#### SUPPLIED TEXT

== == ==

Lastly, what about the whole cryo-egg/IVF approach? Obviously it is not an option for most women, and is generally monopolized by wealthier white/Asian people (which tech is too). Will this further the rich-poor & racial gaps? Older pregnancies are a larger health risk for both mother and child. One option is a surrogate mom (pay a younger, poorer lady to carry your fetus - she's just renting out her excess capacity like AirBnB, right?). That is such a First World Problem: build vs. buy right? Outsource the non-value-add stuff, so you can focus on making money. Never compromise, innovate to have your cake and eat it too.

But it also reeks of exploitation. It's kind of sick - search for "surrogate mother" and you get a bunch of ads and sites trying to recruit wombs. Obviously demand > supply, especially with the rise of the Chinese upper class. And older couples who want to conceive will often pay any price. Those with medical need should have access to IVF, but what about those who elected to delay parenthood for their careers? That is kind of like paying to jump the line at Disneyland, or for organ donation. Clearly such procedures like IVF are not equal-opportunity, but the poor have the opposite problem - they sometime have too many kids because of lack of education and access to affordable contraception (as we discussed previously during the Hobby Lobby ruling).

There is even "surrogacy tourism" where Western couples lease a Third World womb (really, are they that cheap that they have to offshore it?). A case in Thailand made the headlines because an AUS couple may have "abandoned" one of their twins after discovering he had Down's (they left him with the surrogate Thai mom and returned home with the "desirable" twin). This is just one incident, but you can imagine the ethical and legal minefield that surrogacy presents.

All the sci-fi stuff from our childhood like Brave New World and Gattaca seem to be getting too close for comfort. Those in the "elite" class get all the privileges and get to lead charmed lives (yes, you can have it all when you work for Apple/FB!), and the rest of humanity just serves them, with the narrow/false hope of joining their ranks some day.

-----

This may also be a symptom of the competitiveness of silicon valley.  What else can you offer once money, food, on site massage, etc is covered?  The incentives are only going to get weirder at this point.

== == ==

#### DATA UNDER STUDY
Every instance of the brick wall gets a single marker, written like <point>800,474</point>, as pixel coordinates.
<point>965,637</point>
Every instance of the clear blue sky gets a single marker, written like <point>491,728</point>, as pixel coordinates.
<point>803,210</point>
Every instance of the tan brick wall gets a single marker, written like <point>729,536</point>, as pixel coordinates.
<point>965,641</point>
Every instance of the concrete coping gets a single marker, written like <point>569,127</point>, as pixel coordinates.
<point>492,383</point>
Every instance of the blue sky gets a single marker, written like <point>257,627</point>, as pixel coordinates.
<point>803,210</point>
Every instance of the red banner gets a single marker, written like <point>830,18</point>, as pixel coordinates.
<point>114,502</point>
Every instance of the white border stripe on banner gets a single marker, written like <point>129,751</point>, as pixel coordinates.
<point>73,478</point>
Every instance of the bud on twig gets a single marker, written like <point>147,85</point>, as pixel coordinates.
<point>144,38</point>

== == ==

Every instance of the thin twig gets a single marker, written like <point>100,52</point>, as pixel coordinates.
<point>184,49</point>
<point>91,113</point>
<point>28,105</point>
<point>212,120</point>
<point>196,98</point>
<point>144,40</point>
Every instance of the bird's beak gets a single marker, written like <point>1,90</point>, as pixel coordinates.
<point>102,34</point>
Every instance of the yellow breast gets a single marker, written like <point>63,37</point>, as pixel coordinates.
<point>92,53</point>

== == ==

#### TASKS AND EXERCISES
- A) Using the text on egg freezing and surrogacy, answer yes or no for each statement and quote the words of the text that decide it. (i) Older pregnancies carry greater health risk for both mother and child. (ii) The couple in the Thailand case came from the UK. (iii) The text names Brave New World and Gattaca.
- B) Carry on the text on egg freezing and surrogacy, starting after its final sentence.

#### RESULTS OF THE TASKS
- A)
(i) Yes: "Older pregnancies are a larger health risk for both mother and child."
(ii) No: "an AUS couple may have "abandoned" one of their twins"
(iii) Yes: "All the sci-fi stuff from our childhood like Brave New World and Gattaca seem to be getting too close for comfort."

- B)
-----

I agree that there is an "arms race" re: employee benefits to attract good talent, but remember that Google, Apple, and maybe some others got sued for anti-competitive practices (no engineer poaching collusion to keep comp in check), but FB was not involved. So I guess several forces are affecting benefits. Supposedly US raises are being depressed by the rising costs of health coverage too.

If you took a poll at Apple on what new/enhanced benefits the workforce really wants, I doubt that egg freezing would be high on the list. I think it was a pet project by some HR person to "be innovative" and make some news. I assume the workforce really wants (1) more pay, (2) more vacation (true vacation, as in totally unplugged time), (3) more flex time, and (4) more coaching/training/career dev, not necessarily in that order. But most employers won't budge on that stuff. Speaking of vacation, some companies like Netflix offer unlimited paid vacation. But as you can imagine, this could have the opposite effect (workers scared to ask for a lot of time off, and without a vacation stipend, the firm saves money by not paying out unused balance).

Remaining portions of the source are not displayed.